### Problem requirements:
Please copy the lines below exactly, from the first one through the line showing "Each instance of the hockey glove".

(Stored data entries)
>>>
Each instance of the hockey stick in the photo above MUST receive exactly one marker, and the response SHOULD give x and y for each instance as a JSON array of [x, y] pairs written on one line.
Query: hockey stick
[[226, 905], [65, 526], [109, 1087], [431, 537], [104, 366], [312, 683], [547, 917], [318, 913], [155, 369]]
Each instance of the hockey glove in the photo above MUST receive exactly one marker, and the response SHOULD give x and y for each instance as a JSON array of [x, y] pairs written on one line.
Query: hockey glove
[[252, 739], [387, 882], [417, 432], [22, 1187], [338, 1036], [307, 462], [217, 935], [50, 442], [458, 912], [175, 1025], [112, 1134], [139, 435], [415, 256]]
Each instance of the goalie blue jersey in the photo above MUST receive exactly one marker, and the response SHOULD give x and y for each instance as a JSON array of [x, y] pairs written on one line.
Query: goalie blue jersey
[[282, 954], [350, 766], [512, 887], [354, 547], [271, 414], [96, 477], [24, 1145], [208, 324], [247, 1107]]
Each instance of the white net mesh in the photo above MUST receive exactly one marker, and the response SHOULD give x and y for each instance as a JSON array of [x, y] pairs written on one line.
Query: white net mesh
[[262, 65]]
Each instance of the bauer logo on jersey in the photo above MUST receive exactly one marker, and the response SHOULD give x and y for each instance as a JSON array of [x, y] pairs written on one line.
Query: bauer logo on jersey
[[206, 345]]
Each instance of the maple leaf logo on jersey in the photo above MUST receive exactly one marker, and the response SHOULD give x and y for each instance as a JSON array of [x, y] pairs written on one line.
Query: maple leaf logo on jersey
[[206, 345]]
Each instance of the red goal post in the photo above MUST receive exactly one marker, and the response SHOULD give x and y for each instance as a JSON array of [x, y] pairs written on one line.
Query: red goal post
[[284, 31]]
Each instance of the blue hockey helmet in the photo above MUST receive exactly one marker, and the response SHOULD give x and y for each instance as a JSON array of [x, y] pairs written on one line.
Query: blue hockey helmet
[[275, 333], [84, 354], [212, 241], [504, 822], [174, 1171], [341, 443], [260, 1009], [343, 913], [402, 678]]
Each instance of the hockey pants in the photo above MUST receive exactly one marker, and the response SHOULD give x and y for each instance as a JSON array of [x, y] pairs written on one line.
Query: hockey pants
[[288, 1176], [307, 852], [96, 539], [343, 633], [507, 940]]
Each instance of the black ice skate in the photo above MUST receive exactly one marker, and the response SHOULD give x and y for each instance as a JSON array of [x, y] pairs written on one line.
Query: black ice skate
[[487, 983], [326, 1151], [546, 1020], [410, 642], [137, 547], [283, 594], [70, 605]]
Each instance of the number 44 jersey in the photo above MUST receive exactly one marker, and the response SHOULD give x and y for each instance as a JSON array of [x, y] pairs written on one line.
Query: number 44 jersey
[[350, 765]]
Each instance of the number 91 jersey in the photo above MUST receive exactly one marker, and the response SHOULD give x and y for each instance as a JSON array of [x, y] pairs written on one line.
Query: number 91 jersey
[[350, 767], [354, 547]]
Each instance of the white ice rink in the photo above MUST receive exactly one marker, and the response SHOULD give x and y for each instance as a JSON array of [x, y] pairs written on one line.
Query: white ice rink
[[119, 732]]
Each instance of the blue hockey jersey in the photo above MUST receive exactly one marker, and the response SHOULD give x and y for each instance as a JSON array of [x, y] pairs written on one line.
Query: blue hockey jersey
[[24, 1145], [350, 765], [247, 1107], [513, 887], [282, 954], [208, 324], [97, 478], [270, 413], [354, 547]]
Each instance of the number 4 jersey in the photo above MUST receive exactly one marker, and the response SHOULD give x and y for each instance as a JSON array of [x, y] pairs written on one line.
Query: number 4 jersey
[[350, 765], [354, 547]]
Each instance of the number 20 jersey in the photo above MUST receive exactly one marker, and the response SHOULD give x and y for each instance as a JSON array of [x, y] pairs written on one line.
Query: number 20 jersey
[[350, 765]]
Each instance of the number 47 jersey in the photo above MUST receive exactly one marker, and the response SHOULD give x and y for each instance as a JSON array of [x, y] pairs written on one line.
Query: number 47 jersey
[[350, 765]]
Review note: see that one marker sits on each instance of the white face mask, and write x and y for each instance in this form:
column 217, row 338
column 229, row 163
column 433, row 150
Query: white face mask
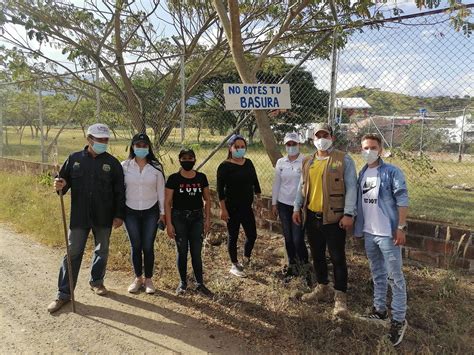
column 292, row 150
column 322, row 143
column 370, row 156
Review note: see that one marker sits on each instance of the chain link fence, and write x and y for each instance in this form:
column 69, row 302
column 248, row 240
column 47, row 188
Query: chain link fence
column 411, row 81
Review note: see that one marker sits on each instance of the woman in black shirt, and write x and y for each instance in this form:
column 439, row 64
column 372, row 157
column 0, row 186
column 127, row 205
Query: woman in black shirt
column 185, row 193
column 237, row 183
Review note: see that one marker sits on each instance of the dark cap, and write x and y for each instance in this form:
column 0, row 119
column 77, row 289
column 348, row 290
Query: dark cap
column 187, row 151
column 235, row 137
column 141, row 137
column 321, row 126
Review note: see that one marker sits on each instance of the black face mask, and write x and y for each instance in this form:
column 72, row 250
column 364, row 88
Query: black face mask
column 187, row 165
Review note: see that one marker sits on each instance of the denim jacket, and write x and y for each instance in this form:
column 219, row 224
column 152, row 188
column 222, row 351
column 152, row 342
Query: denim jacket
column 350, row 181
column 393, row 193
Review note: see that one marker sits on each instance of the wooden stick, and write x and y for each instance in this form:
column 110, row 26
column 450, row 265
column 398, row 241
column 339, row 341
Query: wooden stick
column 68, row 254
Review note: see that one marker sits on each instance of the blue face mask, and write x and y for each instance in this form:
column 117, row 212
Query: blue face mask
column 99, row 148
column 141, row 152
column 292, row 150
column 238, row 153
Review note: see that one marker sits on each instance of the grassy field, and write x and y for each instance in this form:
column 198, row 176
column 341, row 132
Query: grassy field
column 263, row 309
column 431, row 193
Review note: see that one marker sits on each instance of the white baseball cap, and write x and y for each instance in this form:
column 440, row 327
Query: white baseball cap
column 291, row 137
column 99, row 130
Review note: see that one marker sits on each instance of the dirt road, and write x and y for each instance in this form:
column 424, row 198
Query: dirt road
column 117, row 323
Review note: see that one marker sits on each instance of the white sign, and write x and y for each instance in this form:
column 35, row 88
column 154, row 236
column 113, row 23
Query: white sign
column 257, row 96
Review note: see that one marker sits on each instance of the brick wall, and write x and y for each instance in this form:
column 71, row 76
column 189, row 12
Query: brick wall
column 427, row 242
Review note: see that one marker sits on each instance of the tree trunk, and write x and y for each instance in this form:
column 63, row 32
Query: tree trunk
column 199, row 129
column 22, row 129
column 134, row 105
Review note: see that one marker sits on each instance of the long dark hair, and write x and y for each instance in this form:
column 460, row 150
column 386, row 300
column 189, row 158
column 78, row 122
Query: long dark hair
column 232, row 141
column 150, row 158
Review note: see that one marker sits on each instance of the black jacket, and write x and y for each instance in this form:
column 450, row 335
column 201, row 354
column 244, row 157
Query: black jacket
column 97, row 189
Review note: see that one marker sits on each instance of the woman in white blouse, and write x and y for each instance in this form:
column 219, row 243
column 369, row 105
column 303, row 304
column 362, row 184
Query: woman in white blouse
column 287, row 177
column 144, row 197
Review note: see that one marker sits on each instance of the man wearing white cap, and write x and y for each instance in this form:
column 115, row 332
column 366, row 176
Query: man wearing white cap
column 326, row 204
column 97, row 203
column 287, row 176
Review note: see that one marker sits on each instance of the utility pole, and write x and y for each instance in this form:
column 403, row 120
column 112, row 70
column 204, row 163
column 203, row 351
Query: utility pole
column 1, row 124
column 97, row 93
column 183, row 98
column 332, row 95
column 40, row 116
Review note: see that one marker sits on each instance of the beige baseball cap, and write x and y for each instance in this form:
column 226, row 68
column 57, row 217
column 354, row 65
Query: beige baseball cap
column 99, row 130
column 291, row 137
column 322, row 126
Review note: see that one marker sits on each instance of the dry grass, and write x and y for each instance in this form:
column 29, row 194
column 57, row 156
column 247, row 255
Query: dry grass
column 263, row 309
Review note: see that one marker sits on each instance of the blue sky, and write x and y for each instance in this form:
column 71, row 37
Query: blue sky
column 427, row 59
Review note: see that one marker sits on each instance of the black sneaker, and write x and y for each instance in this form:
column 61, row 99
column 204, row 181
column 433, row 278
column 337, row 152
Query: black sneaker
column 181, row 290
column 204, row 291
column 397, row 331
column 375, row 315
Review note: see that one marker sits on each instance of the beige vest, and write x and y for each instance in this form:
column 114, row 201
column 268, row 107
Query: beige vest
column 333, row 187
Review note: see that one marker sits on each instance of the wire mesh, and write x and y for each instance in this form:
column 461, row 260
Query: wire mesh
column 409, row 81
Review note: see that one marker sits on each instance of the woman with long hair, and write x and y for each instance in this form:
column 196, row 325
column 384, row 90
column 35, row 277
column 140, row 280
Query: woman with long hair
column 188, row 216
column 145, row 195
column 237, row 183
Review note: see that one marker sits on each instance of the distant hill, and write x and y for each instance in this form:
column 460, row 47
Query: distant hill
column 388, row 103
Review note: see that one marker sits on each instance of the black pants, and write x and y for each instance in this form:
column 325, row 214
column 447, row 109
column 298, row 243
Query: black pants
column 319, row 235
column 241, row 215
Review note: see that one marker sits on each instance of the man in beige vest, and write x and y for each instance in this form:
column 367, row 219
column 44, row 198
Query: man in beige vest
column 326, row 205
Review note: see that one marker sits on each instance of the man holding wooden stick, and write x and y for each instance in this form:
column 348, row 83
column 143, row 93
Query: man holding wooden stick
column 97, row 203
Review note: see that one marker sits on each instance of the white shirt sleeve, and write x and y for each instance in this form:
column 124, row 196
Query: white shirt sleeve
column 276, row 183
column 161, row 192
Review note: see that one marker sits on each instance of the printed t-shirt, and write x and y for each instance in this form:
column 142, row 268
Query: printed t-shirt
column 187, row 193
column 375, row 222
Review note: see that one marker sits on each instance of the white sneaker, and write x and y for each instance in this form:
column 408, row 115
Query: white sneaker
column 149, row 288
column 136, row 285
column 237, row 270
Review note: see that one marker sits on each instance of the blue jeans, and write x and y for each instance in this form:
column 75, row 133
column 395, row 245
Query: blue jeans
column 385, row 259
column 333, row 237
column 241, row 215
column 141, row 227
column 77, row 241
column 294, row 236
column 189, row 229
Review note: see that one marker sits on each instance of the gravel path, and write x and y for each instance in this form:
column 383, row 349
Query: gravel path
column 117, row 323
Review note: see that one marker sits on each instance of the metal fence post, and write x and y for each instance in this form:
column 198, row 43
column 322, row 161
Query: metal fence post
column 461, row 140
<<<
### Problem solution:
Each instance of the hockey stick in the photo above MUST receive exactly one marker, and the response SHOULD give x and y for each instance as a JSON array of [x, y] pairs written on one line.
Query: hockey stick
[[226, 905], [65, 526], [109, 1087], [431, 537], [104, 366], [312, 683], [547, 917], [318, 913], [155, 369]]
Each instance of the hockey glove in the photo above MUST receive exactly one marker, and the response SHOULD give x and y for each instance as a JSON array of [x, y] pairs written on one line.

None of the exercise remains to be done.